## Directions
Edit the excerpt on schooling and exams: write it out again, starting with "The entrepreneur says" and going on through "system in Britain.", with "entrepreneur" changed to "businessman".

## Page excerpt
The entrepreneur says that he was lucky to have had parents who could support him when he dropped out of school, but too many children, particularly the most disadvantaged, are being failed by the “one size fits all” education system in Britain.
“There are some people who need a particular way of being taught and there are others who definitely don’t need that way of being taught, and at the moment, everybody gets taught the same way,” he says. “So much emphasis is put on exams and that precludes schools from being adventurous. They’ve just to concentrate on exams, exams, exams. Creativity is stifled by the exam system.”
The focus on grades is increasingly at odds with what employers want, he says. “At the Virgin Group now, for most jobs we don’t ask for test results. We look for character. It’d be hypocritical for me, who left school at 15, to be judging people based on exam results.
“I would love to see a situation around the world where standardised testing is replaced by continual assessment, and people have a sort of education passport populated with everything wonderful that kids are doing, from academics to sports to how kind or how confident they are. For most jobs, you don’t need to be assessed in the formal, boring way which puts everybody in the same box.”
Virgin Galactic | Images by Virgin Galactic
Branson warns that schools, colleges and universities are failing properly to prepare young people for the workplace. “You definitely don’t need all that rote learning and memory skills,” he says. “I went to David Cameron in the first year that he was in office and said, ‘You know, as far as I’m concerned, if people want to become entrepreneurs, we’d almost prefer that they’d left school at 16.’ School is so irrelevant. Let them have the university of life by being out there learning from doing things.”
Virgin has started to offer loans to young people to start a business instead of going to college or university. “In running those businesses they are learning much more about life than they would ever learn in school or college,” Branson says.

## Given information
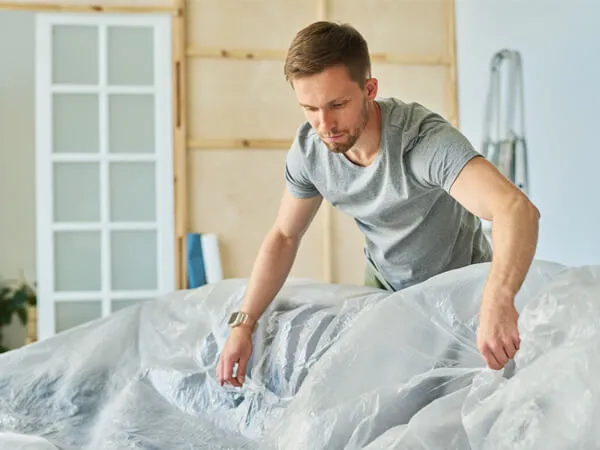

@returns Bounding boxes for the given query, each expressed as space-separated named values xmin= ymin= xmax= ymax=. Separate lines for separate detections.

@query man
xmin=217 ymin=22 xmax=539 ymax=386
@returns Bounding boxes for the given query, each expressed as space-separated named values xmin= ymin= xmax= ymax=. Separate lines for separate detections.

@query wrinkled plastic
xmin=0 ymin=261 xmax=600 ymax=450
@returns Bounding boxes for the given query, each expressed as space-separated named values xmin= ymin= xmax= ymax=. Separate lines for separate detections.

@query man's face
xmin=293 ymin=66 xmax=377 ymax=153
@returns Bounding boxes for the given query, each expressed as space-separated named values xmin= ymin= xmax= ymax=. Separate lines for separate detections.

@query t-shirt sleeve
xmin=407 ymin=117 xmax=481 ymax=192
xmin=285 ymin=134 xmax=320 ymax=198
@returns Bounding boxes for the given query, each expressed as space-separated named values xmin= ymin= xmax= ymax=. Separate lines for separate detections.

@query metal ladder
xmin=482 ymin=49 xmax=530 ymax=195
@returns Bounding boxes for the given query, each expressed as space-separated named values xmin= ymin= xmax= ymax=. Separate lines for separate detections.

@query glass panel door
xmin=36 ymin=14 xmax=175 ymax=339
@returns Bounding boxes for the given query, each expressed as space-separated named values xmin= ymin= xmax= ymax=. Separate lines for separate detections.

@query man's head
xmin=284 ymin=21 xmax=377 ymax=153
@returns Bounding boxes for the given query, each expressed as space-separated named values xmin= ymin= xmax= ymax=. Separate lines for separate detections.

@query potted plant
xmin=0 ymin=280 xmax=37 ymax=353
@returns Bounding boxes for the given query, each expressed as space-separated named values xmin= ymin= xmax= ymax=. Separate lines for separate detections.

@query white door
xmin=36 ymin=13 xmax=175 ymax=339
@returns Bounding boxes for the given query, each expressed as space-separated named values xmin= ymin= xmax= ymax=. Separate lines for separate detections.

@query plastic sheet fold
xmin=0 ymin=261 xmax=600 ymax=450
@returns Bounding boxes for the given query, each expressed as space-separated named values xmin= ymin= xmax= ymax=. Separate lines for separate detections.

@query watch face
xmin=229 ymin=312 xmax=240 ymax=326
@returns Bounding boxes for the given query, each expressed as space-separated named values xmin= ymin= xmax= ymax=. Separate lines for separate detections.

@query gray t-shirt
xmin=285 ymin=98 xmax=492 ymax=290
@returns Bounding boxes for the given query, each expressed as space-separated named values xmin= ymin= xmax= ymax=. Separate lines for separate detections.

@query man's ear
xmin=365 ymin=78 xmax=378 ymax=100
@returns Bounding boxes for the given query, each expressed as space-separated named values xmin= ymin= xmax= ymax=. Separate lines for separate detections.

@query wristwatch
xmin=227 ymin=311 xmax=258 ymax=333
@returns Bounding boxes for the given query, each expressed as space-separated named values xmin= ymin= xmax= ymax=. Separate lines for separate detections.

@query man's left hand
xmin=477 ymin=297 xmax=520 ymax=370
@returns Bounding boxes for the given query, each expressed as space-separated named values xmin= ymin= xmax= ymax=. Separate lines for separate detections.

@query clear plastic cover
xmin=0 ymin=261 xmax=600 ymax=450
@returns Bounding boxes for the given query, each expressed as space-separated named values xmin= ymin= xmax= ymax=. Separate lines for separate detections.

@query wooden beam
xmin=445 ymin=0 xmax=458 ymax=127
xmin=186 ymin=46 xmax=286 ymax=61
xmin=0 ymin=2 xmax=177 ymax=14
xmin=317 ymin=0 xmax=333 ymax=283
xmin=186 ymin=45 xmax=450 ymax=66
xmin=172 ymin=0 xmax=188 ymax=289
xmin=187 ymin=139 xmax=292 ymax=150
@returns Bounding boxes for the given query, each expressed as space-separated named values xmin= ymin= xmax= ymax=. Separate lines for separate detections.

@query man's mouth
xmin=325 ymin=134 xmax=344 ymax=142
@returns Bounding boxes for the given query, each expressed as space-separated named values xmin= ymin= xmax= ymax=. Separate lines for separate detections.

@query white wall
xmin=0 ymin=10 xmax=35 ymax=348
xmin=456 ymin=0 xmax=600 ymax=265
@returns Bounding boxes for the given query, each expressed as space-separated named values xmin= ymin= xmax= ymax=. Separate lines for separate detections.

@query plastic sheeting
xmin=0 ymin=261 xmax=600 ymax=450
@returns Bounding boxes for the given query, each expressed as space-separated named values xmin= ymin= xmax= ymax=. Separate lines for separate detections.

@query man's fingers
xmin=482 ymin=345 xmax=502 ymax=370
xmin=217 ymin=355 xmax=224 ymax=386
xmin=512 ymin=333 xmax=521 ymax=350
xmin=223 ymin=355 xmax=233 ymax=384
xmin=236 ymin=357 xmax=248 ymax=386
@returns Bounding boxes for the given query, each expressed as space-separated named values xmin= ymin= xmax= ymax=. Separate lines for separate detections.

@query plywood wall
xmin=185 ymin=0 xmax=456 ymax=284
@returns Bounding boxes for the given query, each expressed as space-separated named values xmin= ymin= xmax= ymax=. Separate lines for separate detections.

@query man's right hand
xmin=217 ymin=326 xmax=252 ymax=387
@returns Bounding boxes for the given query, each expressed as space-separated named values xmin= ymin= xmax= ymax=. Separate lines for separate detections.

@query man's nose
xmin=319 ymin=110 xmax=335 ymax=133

* * *

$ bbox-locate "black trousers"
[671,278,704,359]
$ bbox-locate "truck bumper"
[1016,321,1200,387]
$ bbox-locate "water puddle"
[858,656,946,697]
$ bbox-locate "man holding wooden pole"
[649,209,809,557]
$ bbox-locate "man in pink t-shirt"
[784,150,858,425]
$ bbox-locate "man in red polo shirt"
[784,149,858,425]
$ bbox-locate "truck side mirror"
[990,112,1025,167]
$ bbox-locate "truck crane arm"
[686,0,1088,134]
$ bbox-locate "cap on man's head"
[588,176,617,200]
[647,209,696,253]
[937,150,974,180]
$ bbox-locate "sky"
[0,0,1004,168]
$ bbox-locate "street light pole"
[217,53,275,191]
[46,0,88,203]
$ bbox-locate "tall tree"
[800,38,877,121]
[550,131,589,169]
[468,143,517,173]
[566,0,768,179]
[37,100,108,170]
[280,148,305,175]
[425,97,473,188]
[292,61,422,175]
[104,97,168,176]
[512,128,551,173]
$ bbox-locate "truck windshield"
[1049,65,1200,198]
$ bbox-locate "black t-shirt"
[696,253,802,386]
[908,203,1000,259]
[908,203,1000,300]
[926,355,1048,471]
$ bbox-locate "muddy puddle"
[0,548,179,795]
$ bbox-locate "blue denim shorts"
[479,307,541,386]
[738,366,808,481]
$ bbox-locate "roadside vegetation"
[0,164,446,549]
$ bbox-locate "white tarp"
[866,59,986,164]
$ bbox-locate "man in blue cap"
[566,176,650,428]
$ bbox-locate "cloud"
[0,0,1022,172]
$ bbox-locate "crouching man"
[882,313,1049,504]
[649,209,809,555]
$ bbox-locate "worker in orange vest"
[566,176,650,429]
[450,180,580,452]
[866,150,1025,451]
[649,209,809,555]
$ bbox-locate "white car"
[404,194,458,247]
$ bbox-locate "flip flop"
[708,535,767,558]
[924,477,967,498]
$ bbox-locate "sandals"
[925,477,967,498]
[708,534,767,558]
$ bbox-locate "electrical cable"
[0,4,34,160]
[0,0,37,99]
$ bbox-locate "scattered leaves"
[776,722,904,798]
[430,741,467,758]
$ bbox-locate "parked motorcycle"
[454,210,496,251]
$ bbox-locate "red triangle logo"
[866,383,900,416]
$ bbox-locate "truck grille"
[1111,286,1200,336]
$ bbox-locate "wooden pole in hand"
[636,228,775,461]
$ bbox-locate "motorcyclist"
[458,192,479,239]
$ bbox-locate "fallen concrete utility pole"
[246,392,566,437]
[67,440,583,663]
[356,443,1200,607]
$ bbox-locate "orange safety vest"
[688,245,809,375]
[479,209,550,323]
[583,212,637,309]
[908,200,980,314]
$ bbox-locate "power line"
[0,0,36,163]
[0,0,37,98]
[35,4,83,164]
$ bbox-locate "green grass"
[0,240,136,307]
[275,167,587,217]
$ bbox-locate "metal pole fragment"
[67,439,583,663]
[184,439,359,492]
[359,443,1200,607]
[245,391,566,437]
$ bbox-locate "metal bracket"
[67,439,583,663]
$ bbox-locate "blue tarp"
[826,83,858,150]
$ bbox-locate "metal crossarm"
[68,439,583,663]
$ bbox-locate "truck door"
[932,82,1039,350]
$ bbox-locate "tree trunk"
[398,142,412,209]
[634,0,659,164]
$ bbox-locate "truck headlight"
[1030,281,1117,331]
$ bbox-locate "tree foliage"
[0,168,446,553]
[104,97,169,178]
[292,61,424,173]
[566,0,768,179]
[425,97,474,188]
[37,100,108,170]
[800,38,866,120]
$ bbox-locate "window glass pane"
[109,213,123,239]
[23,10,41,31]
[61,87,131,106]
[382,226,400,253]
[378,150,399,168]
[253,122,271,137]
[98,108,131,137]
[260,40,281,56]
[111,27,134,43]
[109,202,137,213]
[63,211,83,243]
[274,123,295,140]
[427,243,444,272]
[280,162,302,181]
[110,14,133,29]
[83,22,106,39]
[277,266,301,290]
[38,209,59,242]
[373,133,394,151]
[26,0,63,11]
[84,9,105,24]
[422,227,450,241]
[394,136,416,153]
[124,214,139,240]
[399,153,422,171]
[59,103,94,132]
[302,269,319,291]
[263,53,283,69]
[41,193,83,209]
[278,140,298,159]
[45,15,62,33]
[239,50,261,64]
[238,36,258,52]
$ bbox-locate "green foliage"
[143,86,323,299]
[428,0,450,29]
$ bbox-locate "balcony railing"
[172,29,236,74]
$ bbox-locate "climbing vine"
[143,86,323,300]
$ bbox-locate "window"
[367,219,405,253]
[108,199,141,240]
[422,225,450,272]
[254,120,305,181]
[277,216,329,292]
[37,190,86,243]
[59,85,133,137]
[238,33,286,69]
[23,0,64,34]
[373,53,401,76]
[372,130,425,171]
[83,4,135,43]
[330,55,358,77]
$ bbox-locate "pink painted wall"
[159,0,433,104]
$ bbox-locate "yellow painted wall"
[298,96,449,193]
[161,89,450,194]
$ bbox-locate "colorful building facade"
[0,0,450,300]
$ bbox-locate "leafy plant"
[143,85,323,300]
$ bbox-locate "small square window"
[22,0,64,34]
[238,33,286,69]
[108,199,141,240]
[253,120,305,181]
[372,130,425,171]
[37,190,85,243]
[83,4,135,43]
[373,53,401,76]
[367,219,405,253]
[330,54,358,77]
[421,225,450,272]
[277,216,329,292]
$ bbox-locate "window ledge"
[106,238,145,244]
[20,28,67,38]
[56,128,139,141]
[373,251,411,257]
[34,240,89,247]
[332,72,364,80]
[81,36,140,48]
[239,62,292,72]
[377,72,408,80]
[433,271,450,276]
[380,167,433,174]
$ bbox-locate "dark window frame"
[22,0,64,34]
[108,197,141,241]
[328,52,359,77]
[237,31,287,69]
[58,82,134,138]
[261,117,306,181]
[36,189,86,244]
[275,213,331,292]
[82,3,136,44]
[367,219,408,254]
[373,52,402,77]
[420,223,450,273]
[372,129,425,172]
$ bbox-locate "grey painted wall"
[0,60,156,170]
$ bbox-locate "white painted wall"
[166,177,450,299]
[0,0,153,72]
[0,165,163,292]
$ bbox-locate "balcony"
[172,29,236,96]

## Finished exercise
The businessman says that he was lucky to have had parents who could support him when he dropped out of school, but too many children, particularly the most disadvantaged, are being failed by the “one size fits all” education system in Britain.